» **Page text**
--- START ---

07The Fault-Injection Harness
fault/fault.go is the harness. An Injector exposes four operations: Partition (split the cluster into groups that cannot reach each other), Drop (silently discard messages matching a predicate), Delay (hold messages for a configurable interval), and Crash (terminate a node and recreate it from its persisted state on resume). A Nemesis wraps the Injector with a scheduler that picks operations on a randomised cadence.
The Injector installs as a Filter on the in-memory network defined in cluster/network.go. Every cross-node message passes through the Filter, so the Injector interposes on the whole cluster from a single point. The Raft code never knows it is being attacked; from its point of view, partitions look like timeouts, drops look like silence, delays look like a slow network, and crashes look like a peer that stopped acknowledging.
Crash, importantly, is not "stop the goroutine". It tears down the node and reconstitutes it from state.json, raft.log and the most recent snapshot, exercising the same recovery path a real crashed process would take.

--- END ---

» **Exercise data**
--- START ---

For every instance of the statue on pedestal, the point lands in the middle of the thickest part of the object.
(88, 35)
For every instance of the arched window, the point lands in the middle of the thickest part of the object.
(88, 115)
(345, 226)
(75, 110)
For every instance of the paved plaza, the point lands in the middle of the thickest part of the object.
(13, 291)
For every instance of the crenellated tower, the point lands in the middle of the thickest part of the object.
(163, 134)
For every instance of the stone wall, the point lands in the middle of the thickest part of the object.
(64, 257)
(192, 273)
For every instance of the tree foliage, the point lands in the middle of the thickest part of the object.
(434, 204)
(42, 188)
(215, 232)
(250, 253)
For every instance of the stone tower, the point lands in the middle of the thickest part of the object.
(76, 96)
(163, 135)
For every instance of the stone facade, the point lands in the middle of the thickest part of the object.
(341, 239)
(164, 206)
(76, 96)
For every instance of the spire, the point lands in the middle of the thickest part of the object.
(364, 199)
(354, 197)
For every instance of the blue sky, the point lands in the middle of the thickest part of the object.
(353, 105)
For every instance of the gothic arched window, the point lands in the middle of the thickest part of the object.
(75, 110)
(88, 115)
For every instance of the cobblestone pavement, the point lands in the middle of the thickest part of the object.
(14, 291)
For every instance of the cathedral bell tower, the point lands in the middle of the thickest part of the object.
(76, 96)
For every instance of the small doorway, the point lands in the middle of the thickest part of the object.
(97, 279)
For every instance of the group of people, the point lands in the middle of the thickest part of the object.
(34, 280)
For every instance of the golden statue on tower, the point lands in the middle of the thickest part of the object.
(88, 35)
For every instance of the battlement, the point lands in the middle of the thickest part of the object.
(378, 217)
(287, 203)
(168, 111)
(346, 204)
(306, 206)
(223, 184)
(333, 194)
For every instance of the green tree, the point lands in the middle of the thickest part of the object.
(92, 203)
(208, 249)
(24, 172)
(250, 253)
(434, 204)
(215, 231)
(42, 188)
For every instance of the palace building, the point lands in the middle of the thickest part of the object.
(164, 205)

--- END ---

» **Work request**
Transcribe the passage of the fault-injection harness text verbatim, starting at "Crash, importantly, is" and ending at "process would take.".

» **Result below**
Crash, importantly, is not "stop the goroutine". It tears down the node and reconstitutes it from state.json, raft.log and the most recent snapshot, exercising the same recovery path a real crashed process would take.